- Instructions for the task
Rewrite the stretch of the listing from the line containing "Locate the saddle" through the end as a numbered list, leaving out any blank lines.

Entries from a dataset
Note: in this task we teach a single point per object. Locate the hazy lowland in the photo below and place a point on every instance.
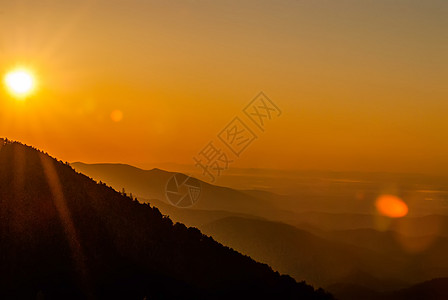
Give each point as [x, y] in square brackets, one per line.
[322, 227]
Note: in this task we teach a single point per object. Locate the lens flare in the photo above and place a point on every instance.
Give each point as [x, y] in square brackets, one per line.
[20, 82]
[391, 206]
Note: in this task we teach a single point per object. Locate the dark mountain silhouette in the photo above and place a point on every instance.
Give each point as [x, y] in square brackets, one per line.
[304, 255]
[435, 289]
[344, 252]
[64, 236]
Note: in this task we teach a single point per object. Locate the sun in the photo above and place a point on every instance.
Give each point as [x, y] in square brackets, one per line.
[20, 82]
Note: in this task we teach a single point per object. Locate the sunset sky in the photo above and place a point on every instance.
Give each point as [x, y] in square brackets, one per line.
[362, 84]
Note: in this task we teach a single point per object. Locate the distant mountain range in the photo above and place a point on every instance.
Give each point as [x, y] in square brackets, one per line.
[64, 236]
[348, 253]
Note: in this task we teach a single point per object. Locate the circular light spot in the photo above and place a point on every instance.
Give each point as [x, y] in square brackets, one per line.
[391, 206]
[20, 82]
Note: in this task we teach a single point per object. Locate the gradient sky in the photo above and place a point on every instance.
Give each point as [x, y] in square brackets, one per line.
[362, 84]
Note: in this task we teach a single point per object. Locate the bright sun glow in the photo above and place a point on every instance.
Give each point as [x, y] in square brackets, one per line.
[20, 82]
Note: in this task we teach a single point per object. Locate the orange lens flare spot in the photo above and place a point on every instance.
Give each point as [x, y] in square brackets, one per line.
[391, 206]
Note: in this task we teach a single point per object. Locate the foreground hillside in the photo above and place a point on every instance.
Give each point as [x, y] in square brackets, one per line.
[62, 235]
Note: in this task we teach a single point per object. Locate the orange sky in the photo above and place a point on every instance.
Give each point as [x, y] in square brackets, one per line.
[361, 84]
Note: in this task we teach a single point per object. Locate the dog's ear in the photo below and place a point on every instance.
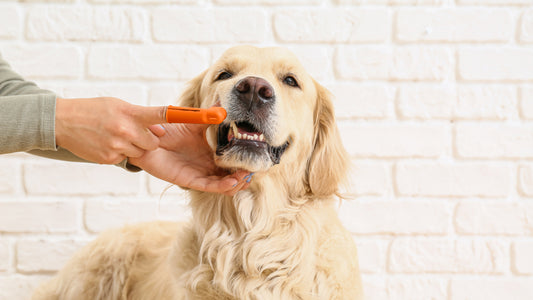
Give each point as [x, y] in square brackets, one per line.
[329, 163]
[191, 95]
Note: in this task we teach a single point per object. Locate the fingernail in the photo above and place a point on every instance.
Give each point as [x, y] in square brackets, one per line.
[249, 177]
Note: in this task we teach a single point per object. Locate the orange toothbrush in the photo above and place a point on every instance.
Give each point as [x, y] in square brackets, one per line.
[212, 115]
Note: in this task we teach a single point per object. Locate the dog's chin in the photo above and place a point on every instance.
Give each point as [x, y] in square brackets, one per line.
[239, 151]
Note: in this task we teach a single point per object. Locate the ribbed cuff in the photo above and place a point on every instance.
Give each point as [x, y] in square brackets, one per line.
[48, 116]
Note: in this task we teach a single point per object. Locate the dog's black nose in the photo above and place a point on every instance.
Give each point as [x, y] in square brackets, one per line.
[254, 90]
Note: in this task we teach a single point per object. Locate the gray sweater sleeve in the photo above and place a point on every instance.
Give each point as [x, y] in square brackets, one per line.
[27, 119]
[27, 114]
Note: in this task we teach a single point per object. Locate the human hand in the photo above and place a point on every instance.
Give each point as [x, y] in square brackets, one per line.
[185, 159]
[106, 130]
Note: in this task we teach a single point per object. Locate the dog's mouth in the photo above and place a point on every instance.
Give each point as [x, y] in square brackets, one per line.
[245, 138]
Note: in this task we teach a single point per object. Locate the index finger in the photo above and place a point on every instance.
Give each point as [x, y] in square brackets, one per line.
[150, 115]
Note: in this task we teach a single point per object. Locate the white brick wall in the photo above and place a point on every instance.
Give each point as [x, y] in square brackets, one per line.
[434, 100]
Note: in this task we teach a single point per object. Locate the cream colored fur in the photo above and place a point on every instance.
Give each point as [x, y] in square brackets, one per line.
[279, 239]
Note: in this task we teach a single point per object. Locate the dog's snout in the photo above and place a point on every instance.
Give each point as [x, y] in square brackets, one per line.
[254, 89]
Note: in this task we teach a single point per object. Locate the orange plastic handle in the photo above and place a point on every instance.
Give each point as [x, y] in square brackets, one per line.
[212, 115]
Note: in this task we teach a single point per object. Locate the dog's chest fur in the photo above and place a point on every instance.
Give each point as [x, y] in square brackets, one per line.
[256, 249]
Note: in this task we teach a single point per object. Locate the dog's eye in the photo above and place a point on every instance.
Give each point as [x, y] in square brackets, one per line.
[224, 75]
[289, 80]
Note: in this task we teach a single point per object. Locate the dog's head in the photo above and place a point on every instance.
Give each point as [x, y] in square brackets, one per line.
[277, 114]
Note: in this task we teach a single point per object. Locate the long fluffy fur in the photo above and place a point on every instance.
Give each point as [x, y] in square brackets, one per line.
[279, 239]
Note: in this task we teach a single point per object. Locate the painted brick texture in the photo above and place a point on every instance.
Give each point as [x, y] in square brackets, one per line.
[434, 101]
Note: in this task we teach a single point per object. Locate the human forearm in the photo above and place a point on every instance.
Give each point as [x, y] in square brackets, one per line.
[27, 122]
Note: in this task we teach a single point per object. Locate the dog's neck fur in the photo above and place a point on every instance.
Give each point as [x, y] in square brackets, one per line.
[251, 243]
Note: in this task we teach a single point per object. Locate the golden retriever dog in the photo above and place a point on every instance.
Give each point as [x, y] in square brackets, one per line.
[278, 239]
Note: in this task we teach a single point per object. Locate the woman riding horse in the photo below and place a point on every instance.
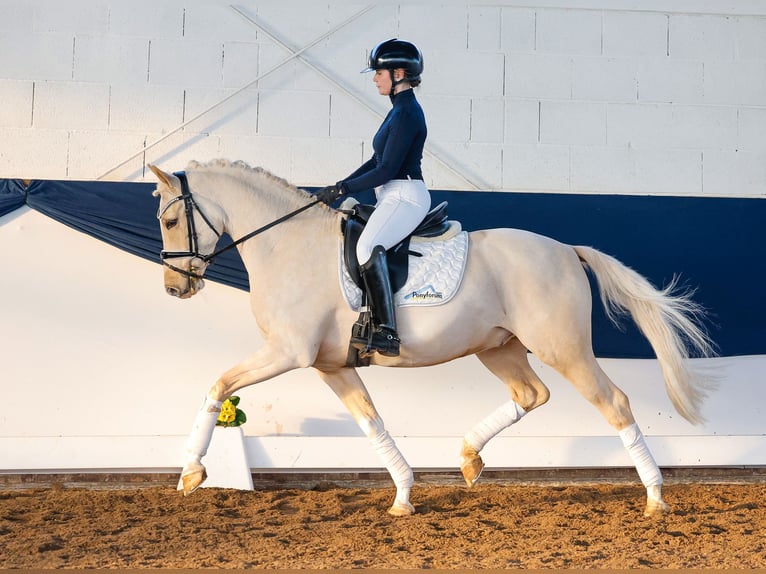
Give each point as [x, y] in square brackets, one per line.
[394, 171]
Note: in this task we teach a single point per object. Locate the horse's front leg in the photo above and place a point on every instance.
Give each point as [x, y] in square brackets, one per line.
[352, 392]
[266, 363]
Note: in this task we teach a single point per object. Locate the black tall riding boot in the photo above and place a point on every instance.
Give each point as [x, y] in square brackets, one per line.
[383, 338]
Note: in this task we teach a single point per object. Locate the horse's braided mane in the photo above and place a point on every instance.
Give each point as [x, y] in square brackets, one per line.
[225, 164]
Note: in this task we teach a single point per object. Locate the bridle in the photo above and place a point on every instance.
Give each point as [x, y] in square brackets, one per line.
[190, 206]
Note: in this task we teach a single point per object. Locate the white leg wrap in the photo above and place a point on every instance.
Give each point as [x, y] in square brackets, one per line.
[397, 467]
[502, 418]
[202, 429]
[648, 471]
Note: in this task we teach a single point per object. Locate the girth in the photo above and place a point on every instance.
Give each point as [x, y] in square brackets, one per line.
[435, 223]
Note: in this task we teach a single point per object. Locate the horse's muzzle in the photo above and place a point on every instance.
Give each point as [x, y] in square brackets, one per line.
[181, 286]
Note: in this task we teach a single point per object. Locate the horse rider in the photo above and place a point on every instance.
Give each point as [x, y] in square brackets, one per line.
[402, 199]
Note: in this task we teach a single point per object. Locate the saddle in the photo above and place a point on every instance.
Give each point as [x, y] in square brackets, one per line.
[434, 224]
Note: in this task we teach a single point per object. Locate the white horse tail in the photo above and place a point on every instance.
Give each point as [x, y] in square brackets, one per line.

- The output
1. Note: in this task we teach a single point per object. Locate the saddle in the photo above and place a point on every instance.
2. Give each point as [x, y] in square brackets, one per line.
3. [434, 224]
4. Note: in this task we teach a single point per object. Locate the white horse tail in the photo above and place a point on every instance.
5. Give each point as [x, y] in square brackets, one per line.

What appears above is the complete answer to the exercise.